Teks Bacaan
Ternyata jalan tol tidak menyelesaikan masalah untuk kemacetan, malah nambah masalah. Kenapa di Indonesia sangat menggebu-gebu bikin jalan tol?
Sudah jelas di Negara tetangga ajah mulai pindah pada angkutan masal. disitu disebutkan jalan tol adalah konsep usang yang hanya bisa mengatasi kemacetan sesaat. Selanjutnya ya macet lagi. Kan di Jakarta sudah terjadi, waktu tol dalam kota pertama jadi jakarta kelihatan lancar, tapi apa yang terjadi sekarang? Macet lagi. Dulu tol Jakarta Tangerang waktu pertama jadi juga lancar golencar... tapi bagaimana sekarang? sudah tau jawabannya .... macet lagi.
Waduh...ini topik pembahasan yang sudah saya ketahui 10 tahun terakhir...dan nggak ada habisnya. Kalau KA komuter seperti KRL pingin dimodel seperti Malaysia, ya hapus aja KRL ekonominya. Jadi semua KRL ber-AC, dan harus ada zero tolerance buat ketidak tertiban di stasiun-stasiunnya.

Kedengaran kontroversial, tapi dengan KRL ber-AC semua, saya yakin banyak pengguna jalan raya beralih ke KRL. Alasannya banyak pengguna jalan ingin kenyamanan tempat ber-AC, tapi pingin bebas macet.

Di Malaysia, KRL berhenti di semua stasiun, tapi ber-AC semua (termasuk LRT dan bus).

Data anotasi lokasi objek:
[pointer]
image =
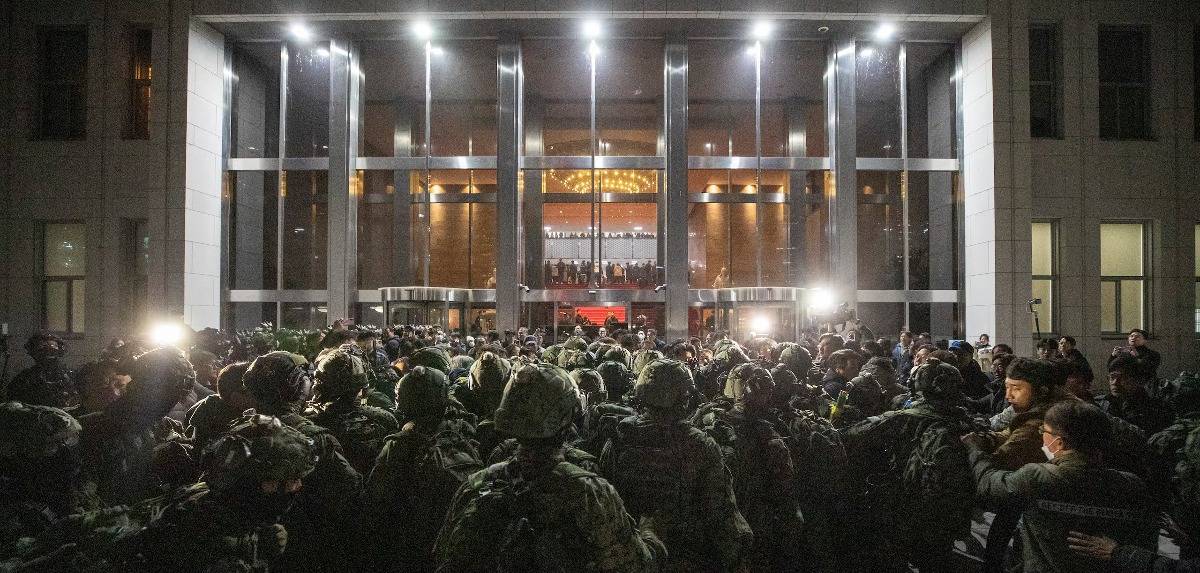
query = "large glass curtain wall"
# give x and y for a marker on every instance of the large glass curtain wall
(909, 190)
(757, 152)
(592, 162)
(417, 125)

==

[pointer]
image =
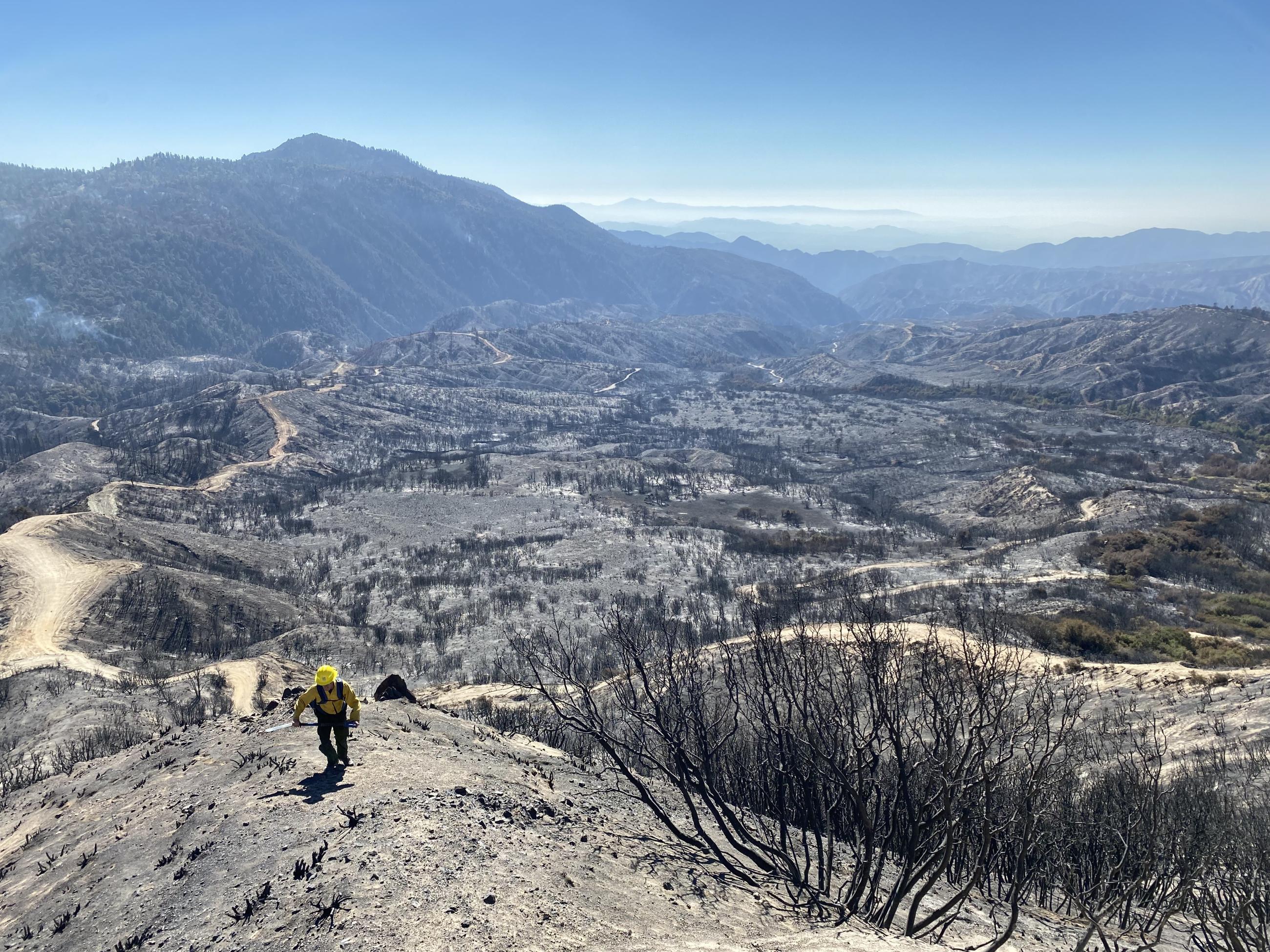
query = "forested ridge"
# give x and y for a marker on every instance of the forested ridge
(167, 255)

Tujuan
Tuliskan lanjutan teks tentang jalan tol dan KRL ber-AC, mulai setelah kalimat terakhirnya. Baris-baris data itu merupakan bahan yang terpisah dari teks.

Tanggapan
yang membuat saya tertarik adalah hipotesis seoul dan boston, yang menyarankan pembongkaran jalan tol dan menggantinya dengan transportasi massal berbasis rel sepertinya bertentangan 180 derajat dengan hipotesis dahlan iskan yang justru ingin mencabuti seluruh rel ka untuk di ganti dengan jalan tol.
Kalau boleh tau di Malaysia orang2 bergengsi itu ada seberapa banyak sih??? Dengan beralih ke moda transportasi massal seperti LRT di antaranya, apakah mampu menghapus orang bergengsi yang notabene identik dg mobil pribadi disertai sopir pribadi mrk? Maksud aku di Malahsia yah... Backpacker, orang kantoran berkemeja dan orang kantoran berjas dg setelan dasinya lebih banyak mana dalam kurun waktu 5 hari seminggu di Kuala Lumpur emangnya? Pengecualian hari libur kerja pasti dipenuhi mrk yg menyertakan ayah ibu dan anak mrk yah...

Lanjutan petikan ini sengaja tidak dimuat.